_Task directions_
Retype the text of the data below word for word, leaving out the pictures.

_Data excerpts_
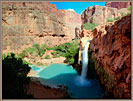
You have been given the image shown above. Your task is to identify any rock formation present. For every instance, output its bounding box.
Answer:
[80,14,131,98]
[105,2,131,9]
[2,2,81,52]
[81,5,129,25]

_Task response_
You have been given the image shown above. Your task is to identify any rock formation present. For every instance, output its bounding box.
Answer:
[80,14,131,98]
[105,2,131,9]
[2,2,81,52]
[81,5,129,25]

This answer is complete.